Selected extract:
------------------------------------------------------------
What you're looking for is an entry with something other than a * in it; then get the content of the first column, which is the device ID (here, it's 1,0,0).

Then:

cdrecord -v -dao dev=1,0,0 image.iso

setting dev= to the ID you found above, and where image.iso is the path to your ISO image file.

Getting the audio out of a YouTube video into an mp3 file

First off, download the FLV version of the video. This is the tricky bit, but here's how to find it:

  1. Go to the YouTube page for the video
  2. Copy the content of the v parameter in the querystring (the video ID)
  3. View the source of the web page
  4. Search for "f": in the source; following this will be a long text string (the t parameter), e.g. "OEgsToPDskLJFcLZay_H2RO2hijVCxkP". This is some kind of secret token you'll need to do the download.
  5. Construct the URL as follows:
http://www.youtube.com/get_video?video_id=<video ID>&t=<t parameter>

Use your favourite browser or downloader to fetch the file (FLV format).

My new technique for getting the mp3:

ffmpeg -vn -i youtubevideo.flv youtubevideo.mp3

You'll need a recent ffmpeg for some YouTube videos, and will also need mp3 support compiled in to do this conversion.

My old technique for getting the mp3:

Once you've downloaded it, play it through mplayer, resampling the audio at 44.1KHz:

mplayer -vo null -vc null -ao pcm:file=out.wav -af resample=44100:0:0 youtubevideo.flv

Then, use lame to encode the wav file to mp3:

lame -h -V0 out.wav out.mp3

This does a reasonable quality, variable bit-rate mp3.

There are a couple of services which do this (e.g. YouTubeHack) and a command line script, but I couldn't get the services to work, and couldn't be bothered with the command line script.
------------------------------------------------------------
Records:
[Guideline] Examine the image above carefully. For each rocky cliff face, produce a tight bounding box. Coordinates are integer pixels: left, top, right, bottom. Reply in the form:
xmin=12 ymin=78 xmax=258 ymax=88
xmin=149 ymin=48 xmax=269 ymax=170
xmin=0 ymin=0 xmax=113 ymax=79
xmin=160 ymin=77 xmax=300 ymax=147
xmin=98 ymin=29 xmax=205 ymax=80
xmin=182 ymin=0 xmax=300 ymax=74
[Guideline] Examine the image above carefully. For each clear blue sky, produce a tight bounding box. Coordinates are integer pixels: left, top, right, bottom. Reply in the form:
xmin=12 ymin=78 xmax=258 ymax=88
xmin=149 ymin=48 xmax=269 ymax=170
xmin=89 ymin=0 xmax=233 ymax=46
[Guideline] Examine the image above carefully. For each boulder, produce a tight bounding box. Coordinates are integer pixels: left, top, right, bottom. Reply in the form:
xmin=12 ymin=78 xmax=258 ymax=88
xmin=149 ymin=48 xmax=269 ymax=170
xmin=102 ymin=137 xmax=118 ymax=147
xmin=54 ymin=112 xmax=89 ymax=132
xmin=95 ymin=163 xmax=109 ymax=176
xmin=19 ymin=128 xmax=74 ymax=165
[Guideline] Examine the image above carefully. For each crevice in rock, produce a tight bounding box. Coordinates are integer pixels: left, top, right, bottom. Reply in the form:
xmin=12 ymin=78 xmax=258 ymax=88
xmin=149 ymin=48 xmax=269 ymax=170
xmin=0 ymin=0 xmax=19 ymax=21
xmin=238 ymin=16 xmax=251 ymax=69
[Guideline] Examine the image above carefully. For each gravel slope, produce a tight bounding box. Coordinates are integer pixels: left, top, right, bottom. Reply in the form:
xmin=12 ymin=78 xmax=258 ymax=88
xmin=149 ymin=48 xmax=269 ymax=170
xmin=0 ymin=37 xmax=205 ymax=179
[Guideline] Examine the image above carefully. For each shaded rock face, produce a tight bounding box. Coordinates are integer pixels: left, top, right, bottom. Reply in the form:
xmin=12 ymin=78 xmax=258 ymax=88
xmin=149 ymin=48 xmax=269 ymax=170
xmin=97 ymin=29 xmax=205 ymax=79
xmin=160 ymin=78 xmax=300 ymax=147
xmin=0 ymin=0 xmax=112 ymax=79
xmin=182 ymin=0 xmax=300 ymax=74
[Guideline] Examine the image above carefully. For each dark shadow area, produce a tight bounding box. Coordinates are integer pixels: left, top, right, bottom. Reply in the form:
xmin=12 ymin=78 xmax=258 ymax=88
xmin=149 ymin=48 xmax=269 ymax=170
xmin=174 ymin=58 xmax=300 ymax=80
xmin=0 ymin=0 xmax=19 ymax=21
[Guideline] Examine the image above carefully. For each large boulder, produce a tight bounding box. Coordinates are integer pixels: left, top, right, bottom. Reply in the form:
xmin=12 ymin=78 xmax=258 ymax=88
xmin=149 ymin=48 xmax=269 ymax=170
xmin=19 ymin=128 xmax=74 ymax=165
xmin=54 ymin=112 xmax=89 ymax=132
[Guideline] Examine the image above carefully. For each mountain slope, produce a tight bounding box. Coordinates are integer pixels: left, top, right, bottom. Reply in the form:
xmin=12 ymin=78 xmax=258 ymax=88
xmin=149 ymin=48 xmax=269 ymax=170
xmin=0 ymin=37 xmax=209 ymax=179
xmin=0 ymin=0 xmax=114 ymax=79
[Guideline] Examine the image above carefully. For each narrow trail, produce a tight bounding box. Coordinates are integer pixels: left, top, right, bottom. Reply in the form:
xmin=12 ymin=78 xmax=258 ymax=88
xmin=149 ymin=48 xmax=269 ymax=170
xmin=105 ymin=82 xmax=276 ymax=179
------------------------------------------------------------
Tasks to perform:
A - Write out the stretch of the command-line notes from "ffmpeg -vn -i" through "do this conversion.", word for word.
B - In the command-line notes, at what rate does the old technique resample the audio when playing the video through mplayer?

In response:
A -
ffmpeg -vn -i youtubevideo.flv youtubevideo.mp3

You'll need a recent ffmpeg for some YouTube videos, and will also need mp3 support compiled in to do this conversion.

B - 44.1KHz